**PROMPT:**
Nothing but the lines from the one containing "point: person standing" through the end of the data should be output, each reproduced exactly.

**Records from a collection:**
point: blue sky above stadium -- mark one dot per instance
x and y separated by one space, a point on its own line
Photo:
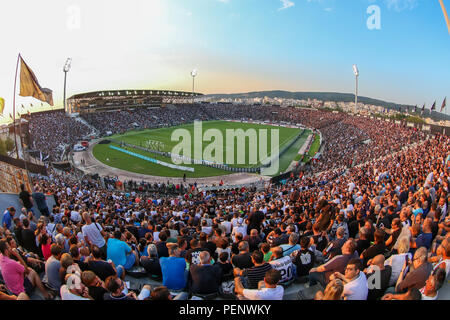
237 46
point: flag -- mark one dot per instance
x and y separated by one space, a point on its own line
29 85
2 105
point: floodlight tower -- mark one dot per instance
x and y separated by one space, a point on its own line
65 70
356 72
193 74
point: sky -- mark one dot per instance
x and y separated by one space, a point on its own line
236 46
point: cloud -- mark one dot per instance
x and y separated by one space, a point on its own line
286 4
400 5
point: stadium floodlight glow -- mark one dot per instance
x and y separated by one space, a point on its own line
193 74
356 72
65 70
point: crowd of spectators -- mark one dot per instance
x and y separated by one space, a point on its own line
52 132
375 231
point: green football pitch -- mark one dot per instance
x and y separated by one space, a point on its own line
117 159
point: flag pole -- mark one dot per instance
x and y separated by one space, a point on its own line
14 108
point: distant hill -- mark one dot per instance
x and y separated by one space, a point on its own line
328 96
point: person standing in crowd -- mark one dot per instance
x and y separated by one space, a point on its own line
25 198
41 203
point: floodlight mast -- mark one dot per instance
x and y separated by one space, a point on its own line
356 72
65 70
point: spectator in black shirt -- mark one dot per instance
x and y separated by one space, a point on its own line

**PROBLEM SOLUTION:**
point: person standing in crowd -- mark one dot per instance
x and y separated by one space, a point on its own line
25 198
41 203
point: floodlight mast -- mark one dot per instance
x and y separated by one space, a point on its own line
356 72
65 70
point: spectator in black shirt -- mark one dot per instance
x and y separated by one space, a point on its own line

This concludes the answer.